PROBLEM TO SOLVE: The records beneath should be printed exactly, and the pictures are to be left out.

EXCERPTED RECORDS:
■ ■ ■
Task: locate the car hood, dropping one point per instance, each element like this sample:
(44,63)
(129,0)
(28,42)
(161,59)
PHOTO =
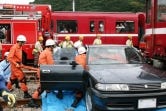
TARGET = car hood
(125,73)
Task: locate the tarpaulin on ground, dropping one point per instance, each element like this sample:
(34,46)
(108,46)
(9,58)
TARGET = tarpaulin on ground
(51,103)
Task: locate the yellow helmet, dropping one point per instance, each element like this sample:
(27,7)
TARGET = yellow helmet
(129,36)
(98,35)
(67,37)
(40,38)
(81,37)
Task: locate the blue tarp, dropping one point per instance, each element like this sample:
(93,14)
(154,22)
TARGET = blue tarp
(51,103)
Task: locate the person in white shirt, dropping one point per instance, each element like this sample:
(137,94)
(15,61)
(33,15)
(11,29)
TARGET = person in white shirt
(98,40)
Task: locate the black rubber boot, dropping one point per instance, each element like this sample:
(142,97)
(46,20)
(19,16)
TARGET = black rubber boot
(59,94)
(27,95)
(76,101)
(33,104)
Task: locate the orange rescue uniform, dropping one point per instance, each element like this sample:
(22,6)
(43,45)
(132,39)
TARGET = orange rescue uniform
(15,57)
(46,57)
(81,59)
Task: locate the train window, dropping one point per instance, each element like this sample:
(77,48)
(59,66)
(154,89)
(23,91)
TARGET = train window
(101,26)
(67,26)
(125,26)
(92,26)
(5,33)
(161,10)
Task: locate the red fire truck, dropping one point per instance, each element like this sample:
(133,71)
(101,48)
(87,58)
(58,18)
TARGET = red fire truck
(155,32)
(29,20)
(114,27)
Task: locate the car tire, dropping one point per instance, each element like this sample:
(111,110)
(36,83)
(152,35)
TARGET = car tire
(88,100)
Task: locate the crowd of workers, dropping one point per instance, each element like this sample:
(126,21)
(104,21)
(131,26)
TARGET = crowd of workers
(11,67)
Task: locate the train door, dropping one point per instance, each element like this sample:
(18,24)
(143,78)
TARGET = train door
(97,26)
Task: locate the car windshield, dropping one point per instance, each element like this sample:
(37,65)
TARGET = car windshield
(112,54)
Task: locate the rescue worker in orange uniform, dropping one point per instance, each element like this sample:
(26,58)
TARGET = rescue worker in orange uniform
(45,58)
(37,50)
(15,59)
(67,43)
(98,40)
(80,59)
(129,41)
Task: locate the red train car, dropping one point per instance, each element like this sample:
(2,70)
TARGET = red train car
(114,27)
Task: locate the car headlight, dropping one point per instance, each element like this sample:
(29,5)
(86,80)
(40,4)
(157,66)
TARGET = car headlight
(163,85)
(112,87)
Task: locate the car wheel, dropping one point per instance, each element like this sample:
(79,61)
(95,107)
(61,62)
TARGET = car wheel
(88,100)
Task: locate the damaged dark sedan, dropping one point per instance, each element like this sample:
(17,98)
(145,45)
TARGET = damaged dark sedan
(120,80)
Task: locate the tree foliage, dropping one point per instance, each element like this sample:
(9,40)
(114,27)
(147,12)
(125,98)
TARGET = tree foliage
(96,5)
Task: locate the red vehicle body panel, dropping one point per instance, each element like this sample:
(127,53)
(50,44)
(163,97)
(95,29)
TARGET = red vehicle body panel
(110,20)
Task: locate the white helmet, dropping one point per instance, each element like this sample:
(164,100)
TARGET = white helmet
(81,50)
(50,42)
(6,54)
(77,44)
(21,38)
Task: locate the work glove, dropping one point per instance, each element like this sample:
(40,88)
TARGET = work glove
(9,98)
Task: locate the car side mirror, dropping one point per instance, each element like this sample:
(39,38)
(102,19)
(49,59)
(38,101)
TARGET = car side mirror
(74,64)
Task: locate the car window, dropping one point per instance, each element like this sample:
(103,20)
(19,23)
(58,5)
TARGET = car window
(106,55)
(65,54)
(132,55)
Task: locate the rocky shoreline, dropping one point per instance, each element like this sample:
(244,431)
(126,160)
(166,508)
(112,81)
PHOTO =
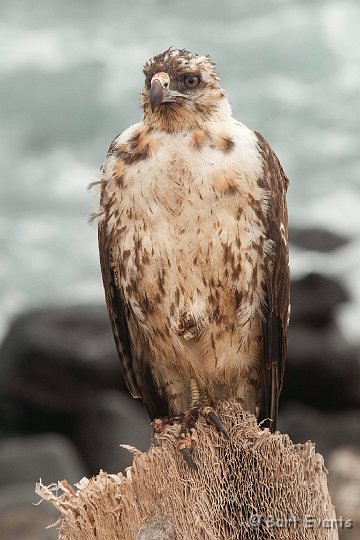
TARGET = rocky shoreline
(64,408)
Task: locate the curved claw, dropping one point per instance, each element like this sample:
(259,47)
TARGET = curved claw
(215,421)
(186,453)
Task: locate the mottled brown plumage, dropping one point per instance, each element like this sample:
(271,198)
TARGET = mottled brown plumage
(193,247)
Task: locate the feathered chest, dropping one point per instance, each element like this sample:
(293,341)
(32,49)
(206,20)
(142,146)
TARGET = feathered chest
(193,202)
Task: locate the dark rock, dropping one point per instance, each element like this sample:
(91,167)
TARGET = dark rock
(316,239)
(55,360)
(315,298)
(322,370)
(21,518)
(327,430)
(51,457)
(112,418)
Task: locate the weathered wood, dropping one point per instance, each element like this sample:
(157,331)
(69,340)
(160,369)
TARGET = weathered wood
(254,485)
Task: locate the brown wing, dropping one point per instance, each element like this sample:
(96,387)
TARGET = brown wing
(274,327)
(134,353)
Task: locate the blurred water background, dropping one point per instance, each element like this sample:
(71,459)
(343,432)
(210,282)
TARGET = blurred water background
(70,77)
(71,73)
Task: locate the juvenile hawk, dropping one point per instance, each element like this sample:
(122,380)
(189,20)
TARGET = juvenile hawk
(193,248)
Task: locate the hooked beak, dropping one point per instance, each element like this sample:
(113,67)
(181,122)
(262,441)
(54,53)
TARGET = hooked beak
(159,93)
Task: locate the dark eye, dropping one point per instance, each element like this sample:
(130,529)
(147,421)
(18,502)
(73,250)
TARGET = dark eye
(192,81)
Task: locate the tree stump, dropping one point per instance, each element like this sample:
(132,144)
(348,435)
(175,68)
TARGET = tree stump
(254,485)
■ ■ ■
EXERCISE RESPONSE:
Task: locate the car hood, dropping one point per instance, each element like this sample:
(44,63)
(129,0)
(28,42)
(161,59)
PHOTO =
TARGET = car hood
(125,73)
Task: locate the tarpaulin on ground, dropping one point per instance, each element like this sample:
(34,46)
(108,46)
(9,58)
TARGET = tarpaulin on ground
(51,103)
Task: locate the yellow helmet, dropping one point per instance, each element like this sample:
(27,7)
TARGET = yellow helmet
(129,36)
(98,35)
(67,37)
(40,38)
(81,37)
Task: locate the blue tarp, dropping one point per instance, each element like this sample:
(93,14)
(154,22)
TARGET = blue tarp
(51,103)
Task: locate the person in white shirt, dropping one point per instance, each element like this sample:
(137,94)
(15,61)
(33,15)
(11,29)
TARGET = person in white shirt
(98,40)
Task: locate the black rubber boot, dropping one point per instance, each element like this sample:
(142,97)
(46,20)
(19,16)
TARGET = black rubber boot
(59,94)
(27,95)
(76,101)
(33,104)
Task: locate the orange rescue uniform, dropping one point per instance, each element like this sample:
(22,6)
(43,45)
(132,39)
TARGET = orange rescue uniform
(15,57)
(46,57)
(81,59)
Task: locate the train window, dropping one point per instance, each element like this sample:
(77,48)
(59,66)
(154,89)
(23,91)
TARGET = train window
(101,26)
(67,26)
(125,26)
(92,26)
(5,33)
(161,10)
Task: locate the red fire truck, dropping one point per instance, each element like this sample:
(133,71)
(101,48)
(87,58)
(58,18)
TARGET = red fire truck
(155,32)
(29,20)
(114,27)
Task: locate the car tire, dropping one point per instance, each element like this sample:
(111,110)
(36,83)
(152,35)
TARGET = car tire
(88,100)
Task: locate the crowd of workers, dropping one point per instance, each element like this sample:
(126,21)
(104,21)
(131,26)
TARGET = crowd of workers
(11,67)
Task: locate the train door, dropping one point per instance, each element like this sample:
(18,24)
(143,78)
TARGET = train door
(97,26)
Task: locate the car windshield, dropping one point per instance, each element like this sample:
(37,65)
TARGET = car windshield
(112,54)
Task: locate the rescue worker in orange uniform, dropping one point per instance, each element like this sample:
(26,58)
TARGET = rescue worker in orange uniform
(45,58)
(37,50)
(15,59)
(67,43)
(98,40)
(80,59)
(129,41)
Task: locate the red train car, dropping one point per instance, each element like this sample:
(2,70)
TARGET = red train car
(114,27)
Task: locate the car headlight, dropping one point per instance, each element like this sample:
(29,5)
(86,80)
(40,4)
(157,66)
TARGET = car headlight
(163,85)
(112,87)
Task: locate the car wheel, dropping one point per instance, each element like this sample:
(79,61)
(95,107)
(61,62)
TARGET = car wheel
(88,100)
Task: locate the damaged dark sedan, dropping one point per instance, each element like this sample:
(17,98)
(145,45)
TARGET = damaged dark sedan
(120,80)
Task: locate the tree foliage, dropping one point per instance, each element like this sample:
(9,40)
(114,27)
(147,12)
(125,98)
TARGET = tree foliage
(96,5)
Task: locate the red vehicle body panel, dropping one point per instance, each element like this sample:
(127,53)
(50,44)
(163,97)
(95,29)
TARGET = red vehicle body panel
(110,20)
Task: locate the white helmet, dropping one point per instance, each element like this sample:
(164,100)
TARGET = white helmet
(81,50)
(50,42)
(6,54)
(77,44)
(21,38)
Task: locate the work glove, dropping one point per instance, each element like this sample:
(40,88)
TARGET = work glove
(9,98)
Task: locate the car side mirror, dropping one point per instance, each element like this sample:
(39,38)
(102,19)
(49,59)
(38,101)
TARGET = car side mirror
(74,64)
Task: locate the car window, dropping one point per instance, each element like this sample:
(103,20)
(19,23)
(58,5)
TARGET = car window
(106,55)
(65,54)
(132,55)
Task: locate the rocky shoreline, dropping one point per instance, each element like this sample:
(244,431)
(126,160)
(166,508)
(112,81)
PHOTO =
TARGET = rocky shoreline
(64,408)
Task: locate the curved claw, dropping one point per instance, each element like this sample:
(259,47)
TARGET = curved claw
(215,421)
(186,453)
Task: locate the mottled brown plumage, dropping one point per instance, each element like this sample:
(271,198)
TARGET = mottled brown plumage
(193,247)
Task: locate the feathered chest, dropping one point per instance, each element like this sample:
(293,341)
(32,49)
(206,20)
(142,146)
TARGET = feathered chest
(193,202)
Task: locate the dark rock, dropping one point per instance, each element like this sample:
(91,167)
TARGET = dark rock
(316,239)
(55,360)
(315,298)
(322,370)
(21,518)
(327,430)
(51,457)
(112,418)
Task: locate the weathered wood, dropping one point per instance, each element like this sample:
(157,331)
(69,340)
(160,369)
TARGET = weathered wood
(254,485)
Task: locate the brown wing, dropping one point per instance, each element like this sample:
(96,387)
TARGET = brown wing
(274,327)
(134,353)
Task: locate the blurred water background, dropping one point per instance, each element like this sample:
(71,459)
(343,432)
(210,282)
TARGET = blurred water background
(70,77)
(71,73)
Task: locate the juvenile hawk, dropping one point per instance, each element like this sample:
(122,380)
(189,20)
TARGET = juvenile hawk
(193,248)
Task: locate the hooked beak, dropping one point per instance, each element like this sample:
(113,67)
(181,122)
(262,441)
(54,53)
TARGET = hooked beak
(159,93)
Task: locate the dark eye, dropping one point per instance, each element like this sample:
(130,529)
(147,421)
(18,502)
(73,250)
TARGET = dark eye
(192,81)
Task: locate the tree stump, dropping one point per instance, each element like this sample:
(132,144)
(348,435)
(175,68)
TARGET = tree stump
(254,485)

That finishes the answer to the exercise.